Segment Start: EXERCISE INPUT
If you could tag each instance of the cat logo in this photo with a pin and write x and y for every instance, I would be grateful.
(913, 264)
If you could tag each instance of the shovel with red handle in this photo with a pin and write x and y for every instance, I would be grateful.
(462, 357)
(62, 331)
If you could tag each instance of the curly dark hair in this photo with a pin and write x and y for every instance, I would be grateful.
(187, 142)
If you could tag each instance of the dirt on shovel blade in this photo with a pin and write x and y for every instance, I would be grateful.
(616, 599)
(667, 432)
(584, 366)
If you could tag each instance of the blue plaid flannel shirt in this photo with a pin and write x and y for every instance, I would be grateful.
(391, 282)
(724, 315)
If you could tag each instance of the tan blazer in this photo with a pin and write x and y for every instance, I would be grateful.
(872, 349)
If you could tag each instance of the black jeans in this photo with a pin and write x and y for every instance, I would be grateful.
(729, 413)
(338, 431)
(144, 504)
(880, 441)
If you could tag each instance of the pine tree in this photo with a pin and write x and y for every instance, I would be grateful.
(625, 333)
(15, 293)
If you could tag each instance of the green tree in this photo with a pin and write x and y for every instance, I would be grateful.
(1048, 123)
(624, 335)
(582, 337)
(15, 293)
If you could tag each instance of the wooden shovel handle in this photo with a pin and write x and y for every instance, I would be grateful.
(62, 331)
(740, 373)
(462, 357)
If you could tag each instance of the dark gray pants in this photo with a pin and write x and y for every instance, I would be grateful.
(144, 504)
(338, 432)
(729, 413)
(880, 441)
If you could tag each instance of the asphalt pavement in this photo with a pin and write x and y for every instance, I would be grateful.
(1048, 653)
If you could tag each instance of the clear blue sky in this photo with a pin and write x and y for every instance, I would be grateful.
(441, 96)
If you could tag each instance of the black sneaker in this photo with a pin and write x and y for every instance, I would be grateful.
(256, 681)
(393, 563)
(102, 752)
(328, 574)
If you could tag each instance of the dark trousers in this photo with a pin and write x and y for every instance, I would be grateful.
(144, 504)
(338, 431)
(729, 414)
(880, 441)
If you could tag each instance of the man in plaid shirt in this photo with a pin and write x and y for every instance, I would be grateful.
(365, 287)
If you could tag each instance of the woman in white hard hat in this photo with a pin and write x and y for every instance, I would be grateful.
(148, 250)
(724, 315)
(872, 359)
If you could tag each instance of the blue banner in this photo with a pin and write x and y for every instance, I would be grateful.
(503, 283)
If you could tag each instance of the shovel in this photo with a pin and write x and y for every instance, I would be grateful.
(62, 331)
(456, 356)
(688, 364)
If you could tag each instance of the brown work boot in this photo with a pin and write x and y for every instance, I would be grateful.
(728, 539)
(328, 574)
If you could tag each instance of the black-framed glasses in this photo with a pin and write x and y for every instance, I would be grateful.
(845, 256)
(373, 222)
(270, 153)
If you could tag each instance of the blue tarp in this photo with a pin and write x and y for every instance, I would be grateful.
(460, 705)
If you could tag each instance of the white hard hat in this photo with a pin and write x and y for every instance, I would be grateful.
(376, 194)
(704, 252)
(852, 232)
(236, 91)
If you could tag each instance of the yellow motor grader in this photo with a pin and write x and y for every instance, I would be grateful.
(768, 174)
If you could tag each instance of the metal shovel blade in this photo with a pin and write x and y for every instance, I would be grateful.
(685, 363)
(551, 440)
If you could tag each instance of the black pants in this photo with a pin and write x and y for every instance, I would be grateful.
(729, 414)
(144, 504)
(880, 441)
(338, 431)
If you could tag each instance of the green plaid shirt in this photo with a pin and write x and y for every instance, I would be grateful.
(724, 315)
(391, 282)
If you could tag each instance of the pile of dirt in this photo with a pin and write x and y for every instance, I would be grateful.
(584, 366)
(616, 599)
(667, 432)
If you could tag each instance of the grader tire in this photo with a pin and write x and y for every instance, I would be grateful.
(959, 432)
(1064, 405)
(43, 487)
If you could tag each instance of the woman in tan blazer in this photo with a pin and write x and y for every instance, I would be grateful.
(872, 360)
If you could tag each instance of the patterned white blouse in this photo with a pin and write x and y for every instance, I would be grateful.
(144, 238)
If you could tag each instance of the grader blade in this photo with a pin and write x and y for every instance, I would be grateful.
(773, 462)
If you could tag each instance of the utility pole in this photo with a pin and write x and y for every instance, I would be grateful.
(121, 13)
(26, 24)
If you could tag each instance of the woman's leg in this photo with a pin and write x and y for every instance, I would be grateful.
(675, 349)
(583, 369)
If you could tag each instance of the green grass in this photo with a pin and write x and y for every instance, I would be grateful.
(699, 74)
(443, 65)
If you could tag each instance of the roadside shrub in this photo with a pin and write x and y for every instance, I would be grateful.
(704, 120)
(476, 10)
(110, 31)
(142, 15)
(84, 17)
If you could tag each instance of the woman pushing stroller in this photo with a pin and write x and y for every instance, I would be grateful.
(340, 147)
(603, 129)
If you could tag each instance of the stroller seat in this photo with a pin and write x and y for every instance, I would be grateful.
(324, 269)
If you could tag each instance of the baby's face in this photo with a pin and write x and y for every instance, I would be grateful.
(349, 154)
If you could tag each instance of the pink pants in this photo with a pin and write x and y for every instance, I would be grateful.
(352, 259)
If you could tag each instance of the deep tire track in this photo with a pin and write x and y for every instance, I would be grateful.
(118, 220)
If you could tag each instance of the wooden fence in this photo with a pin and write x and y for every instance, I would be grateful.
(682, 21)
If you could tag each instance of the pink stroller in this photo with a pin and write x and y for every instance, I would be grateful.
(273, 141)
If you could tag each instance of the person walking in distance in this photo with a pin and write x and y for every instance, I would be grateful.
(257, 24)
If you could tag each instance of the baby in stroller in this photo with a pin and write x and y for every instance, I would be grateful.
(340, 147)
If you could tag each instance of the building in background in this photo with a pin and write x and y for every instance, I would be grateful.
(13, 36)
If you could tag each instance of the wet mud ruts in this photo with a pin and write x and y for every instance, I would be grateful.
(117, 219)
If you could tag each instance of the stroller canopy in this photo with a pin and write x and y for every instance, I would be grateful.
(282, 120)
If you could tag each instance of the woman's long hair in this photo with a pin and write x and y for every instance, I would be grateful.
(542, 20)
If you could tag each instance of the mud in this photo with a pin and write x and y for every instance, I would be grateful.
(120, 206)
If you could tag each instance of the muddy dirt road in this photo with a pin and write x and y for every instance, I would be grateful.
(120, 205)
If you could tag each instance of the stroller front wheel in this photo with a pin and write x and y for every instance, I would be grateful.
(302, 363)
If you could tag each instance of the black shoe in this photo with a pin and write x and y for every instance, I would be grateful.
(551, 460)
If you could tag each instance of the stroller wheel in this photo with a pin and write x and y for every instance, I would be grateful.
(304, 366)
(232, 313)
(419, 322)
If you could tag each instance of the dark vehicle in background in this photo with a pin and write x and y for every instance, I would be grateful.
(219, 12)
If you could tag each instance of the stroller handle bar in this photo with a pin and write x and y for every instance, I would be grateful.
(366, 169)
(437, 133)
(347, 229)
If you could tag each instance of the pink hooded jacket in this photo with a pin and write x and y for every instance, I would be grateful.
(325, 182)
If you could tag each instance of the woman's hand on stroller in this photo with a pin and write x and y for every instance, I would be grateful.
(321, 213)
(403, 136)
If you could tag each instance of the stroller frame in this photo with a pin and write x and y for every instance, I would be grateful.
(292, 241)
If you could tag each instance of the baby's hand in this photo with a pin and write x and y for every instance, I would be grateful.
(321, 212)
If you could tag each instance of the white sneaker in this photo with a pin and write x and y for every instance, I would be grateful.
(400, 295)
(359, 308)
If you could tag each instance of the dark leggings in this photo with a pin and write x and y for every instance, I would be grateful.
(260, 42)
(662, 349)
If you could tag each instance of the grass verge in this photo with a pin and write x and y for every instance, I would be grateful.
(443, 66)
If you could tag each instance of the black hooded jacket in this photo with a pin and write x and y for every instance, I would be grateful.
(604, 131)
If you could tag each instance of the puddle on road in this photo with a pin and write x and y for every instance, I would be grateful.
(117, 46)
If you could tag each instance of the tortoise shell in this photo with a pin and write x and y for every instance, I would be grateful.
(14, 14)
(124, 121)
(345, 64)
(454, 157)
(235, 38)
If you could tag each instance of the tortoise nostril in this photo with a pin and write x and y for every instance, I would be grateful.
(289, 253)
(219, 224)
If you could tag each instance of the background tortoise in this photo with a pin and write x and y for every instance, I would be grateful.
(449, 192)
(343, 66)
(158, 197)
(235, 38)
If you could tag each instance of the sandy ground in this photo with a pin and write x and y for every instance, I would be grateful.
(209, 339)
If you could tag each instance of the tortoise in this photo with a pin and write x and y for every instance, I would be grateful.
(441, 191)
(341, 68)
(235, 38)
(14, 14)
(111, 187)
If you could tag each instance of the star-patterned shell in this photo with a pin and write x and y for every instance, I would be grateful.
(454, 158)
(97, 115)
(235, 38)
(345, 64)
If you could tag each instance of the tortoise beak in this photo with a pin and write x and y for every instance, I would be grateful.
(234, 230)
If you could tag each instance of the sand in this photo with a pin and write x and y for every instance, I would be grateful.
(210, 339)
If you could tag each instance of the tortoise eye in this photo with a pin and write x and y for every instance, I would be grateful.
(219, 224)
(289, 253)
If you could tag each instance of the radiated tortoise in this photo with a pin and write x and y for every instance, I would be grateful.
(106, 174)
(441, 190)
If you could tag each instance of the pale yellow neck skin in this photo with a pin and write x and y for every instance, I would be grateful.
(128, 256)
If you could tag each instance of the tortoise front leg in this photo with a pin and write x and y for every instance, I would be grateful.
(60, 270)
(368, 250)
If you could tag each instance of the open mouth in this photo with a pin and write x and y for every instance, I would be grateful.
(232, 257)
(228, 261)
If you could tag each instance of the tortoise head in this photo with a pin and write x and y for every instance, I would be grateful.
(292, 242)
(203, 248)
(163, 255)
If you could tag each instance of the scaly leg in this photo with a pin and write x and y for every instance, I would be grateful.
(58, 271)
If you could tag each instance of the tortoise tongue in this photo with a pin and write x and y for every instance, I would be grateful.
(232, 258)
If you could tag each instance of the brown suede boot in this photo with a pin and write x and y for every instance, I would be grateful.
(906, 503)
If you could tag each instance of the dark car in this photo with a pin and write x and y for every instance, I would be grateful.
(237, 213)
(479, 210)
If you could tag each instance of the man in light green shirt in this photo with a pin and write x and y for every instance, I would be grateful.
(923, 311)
Segment End: EXERCISE INPUT
TASK GOAL →
From the line that contains "If you could tag each instance of the scaly" through the final line of the entries above, every line must be reproduced exactly and nothing more.

RESULT OF THIS TASK →
If you could tag each instance of the scaly leg in this photo with a pin and write x and y for every instance, I would be grateful.
(58, 271)
If you could tag each instance of the tortoise tongue in this photo with a pin and write x and y for every instance, I would be grateful.
(232, 258)
If you could tag each instance of the brown suede boot in this photo with a pin and write x and y for every instance, I would be grateful.
(906, 503)
If you could tag each instance of the dark car in this photo with a pin and write x and y for every instance, I would be grateful.
(237, 213)
(479, 210)
If you could tag each instance of the man in light green shirt in this photo with a pin and write x and y for every instance, I would be grateful.
(923, 311)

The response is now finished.